● ASSIGNMENT:
In the recap of Dale's death:
1. What was Dale trying to stop with his speech at the farm?
2. Who take Randall to the barn to execute him?
3. Which three qualities does the writer say Dale symbolized?

Carl escapes, but only barely.
It’s enough to want to smack the kid over the back of the head: “What did you think would happen, dude? Have we already forgotten what happened to Sofia?”
At the farm, as the group palavers over the fate of their prisoner, Dale delivers a speech of I Have a Dream proportions to stop Randall’s execution, but to no avail. The overwhelming majority of the star coterie (including a spirit-crushed Hershel) would rather concede to Shane’s paradoxical code of peacekeeping (without death, there is no life) than cater to giving Randall a chance to prove himself as a future member of the pack, and thus put everyone’s life at risk.
Yes, Rick is leading the way. But let’s face it, Rick wouldn’t even be entertaining the thought of executing Randall if it weren’t for Shane’s toxic, Machiavellian vibes, right?
Shortly thereafter, Rick, Shane and Daryl take Randall to the barn to execute him. They tie him up, blindfold him, kneel him down, and grant him a moment for expressing any last words. Now, as unsurprising as it was for Rick not to go through with the shooting (it was explicitly contrived of the writers to have Carl show up and, surprise surprise, derail his father’s resolve), it was as diametrically shocking to see Dale get his guts torn out by the Mud Zombie during a walk into a dark field to investigate a strange sound. The very walker that Carl essentially led back to the group, no less. Nice touch. Unexpected, too.
I don’t know about you guys, but my zombie apocalypse handbook says if you’re going to investigate a strange sound, don’t go alone. Lest you’re left dealing with the Mud Zombie by yourself:
DALE’S DEATH & ITS SIGNIFICANCE
It was a heartbreaking, gut wrenching (pun intended) scene. Dale, the remnant symbol of moral conduct, virtue, and grace was, in no direct terms, sacrificed. While it’s something I could not predict, I applaud the writers for employing what may be a necessary evil.

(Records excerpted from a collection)
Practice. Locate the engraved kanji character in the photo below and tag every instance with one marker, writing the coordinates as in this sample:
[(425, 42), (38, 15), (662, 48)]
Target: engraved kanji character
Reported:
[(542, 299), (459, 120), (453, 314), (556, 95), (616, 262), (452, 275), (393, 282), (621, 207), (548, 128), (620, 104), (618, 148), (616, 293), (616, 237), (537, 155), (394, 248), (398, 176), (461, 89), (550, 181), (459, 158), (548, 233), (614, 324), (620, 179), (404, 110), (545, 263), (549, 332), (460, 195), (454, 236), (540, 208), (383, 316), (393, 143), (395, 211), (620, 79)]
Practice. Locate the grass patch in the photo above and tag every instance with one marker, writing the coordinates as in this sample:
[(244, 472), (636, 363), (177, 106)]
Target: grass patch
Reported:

● ANSWER BOX:
1. Randall's execution.
2. Rick, Shane and Daryl.
3. Moral conduct, virtue, and grace.